** Start INPUT DATA **
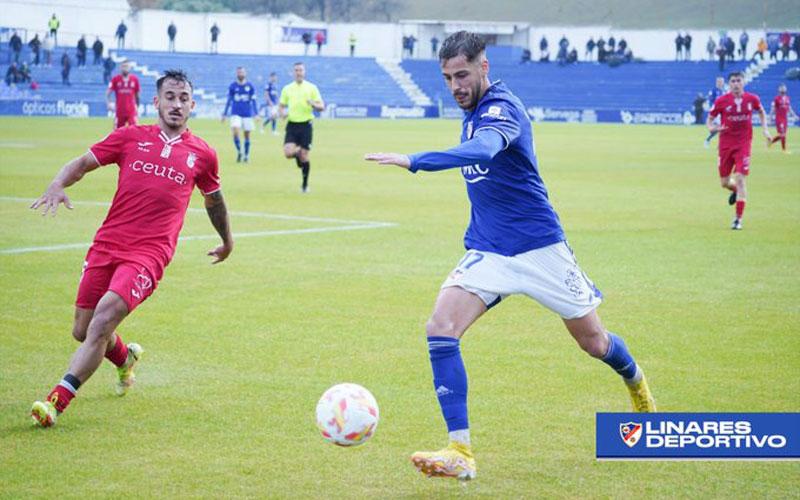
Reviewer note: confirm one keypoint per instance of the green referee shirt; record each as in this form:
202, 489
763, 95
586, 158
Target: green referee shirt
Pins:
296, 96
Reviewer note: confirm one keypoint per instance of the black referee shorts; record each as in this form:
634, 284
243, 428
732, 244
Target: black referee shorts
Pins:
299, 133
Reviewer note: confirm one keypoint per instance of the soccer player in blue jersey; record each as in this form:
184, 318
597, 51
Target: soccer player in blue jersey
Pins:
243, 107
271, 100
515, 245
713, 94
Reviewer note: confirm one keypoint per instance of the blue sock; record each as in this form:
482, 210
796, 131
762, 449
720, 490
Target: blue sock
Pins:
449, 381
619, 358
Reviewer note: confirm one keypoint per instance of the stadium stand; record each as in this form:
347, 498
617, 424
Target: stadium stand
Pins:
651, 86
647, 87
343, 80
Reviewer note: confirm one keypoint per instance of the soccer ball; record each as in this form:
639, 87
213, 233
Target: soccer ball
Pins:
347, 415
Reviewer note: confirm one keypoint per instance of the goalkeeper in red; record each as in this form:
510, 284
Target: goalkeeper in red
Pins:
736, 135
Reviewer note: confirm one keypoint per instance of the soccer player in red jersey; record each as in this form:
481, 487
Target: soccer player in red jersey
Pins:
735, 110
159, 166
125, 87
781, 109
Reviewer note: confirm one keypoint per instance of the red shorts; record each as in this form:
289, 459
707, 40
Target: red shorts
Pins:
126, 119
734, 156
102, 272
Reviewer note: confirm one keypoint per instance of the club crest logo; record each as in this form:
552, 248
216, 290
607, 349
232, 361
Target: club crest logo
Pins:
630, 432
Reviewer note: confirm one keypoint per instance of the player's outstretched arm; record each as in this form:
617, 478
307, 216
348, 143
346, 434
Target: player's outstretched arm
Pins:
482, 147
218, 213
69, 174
** End INPUT DATA **
** Start INPUT DATA **
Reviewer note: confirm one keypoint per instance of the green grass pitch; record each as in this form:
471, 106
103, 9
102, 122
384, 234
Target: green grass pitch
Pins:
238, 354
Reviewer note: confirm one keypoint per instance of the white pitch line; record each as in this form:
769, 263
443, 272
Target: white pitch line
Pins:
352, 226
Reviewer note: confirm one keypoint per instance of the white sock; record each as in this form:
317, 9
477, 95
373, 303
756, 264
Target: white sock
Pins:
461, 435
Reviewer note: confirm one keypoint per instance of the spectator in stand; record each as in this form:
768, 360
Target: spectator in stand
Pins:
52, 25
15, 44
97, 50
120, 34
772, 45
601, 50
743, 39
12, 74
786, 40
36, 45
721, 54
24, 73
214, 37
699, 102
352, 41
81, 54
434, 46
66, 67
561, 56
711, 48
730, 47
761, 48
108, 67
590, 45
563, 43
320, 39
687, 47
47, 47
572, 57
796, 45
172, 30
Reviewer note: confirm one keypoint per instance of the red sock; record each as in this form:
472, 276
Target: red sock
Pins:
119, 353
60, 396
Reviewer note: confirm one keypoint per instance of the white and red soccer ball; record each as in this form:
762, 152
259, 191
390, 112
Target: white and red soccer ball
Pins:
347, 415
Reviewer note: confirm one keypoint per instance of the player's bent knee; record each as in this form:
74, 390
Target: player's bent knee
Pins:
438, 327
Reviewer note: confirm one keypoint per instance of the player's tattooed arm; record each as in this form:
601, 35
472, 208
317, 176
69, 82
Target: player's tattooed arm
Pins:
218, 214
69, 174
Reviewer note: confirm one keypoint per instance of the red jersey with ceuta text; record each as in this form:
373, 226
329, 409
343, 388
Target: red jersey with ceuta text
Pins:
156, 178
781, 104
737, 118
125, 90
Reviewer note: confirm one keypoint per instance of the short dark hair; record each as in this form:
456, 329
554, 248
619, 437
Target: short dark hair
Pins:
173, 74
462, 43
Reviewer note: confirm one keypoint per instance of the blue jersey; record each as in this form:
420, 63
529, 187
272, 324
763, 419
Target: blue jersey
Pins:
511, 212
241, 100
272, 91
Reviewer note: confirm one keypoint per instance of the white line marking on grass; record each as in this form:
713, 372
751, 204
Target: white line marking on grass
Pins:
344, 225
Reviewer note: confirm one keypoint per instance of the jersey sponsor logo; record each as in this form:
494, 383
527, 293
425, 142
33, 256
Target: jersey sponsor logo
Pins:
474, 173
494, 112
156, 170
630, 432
** End INPUT DATA **
Collect every line of the material above that contains the string "blue" and copy each one.

## EXERCISE SOLUTION
Reviewer note: confirm one keypoint per instance of the soccer player in blue jersey; record each as in this form:
Target: soccer player in blue jersey
Reviewer note: confirm one keypoint per instance of the blue sock; record each as in this form:
Target: blue sock
Reviewer note: confirm one keypoint per instance of the blue jersey; record each as in this form:
Target: blue jersey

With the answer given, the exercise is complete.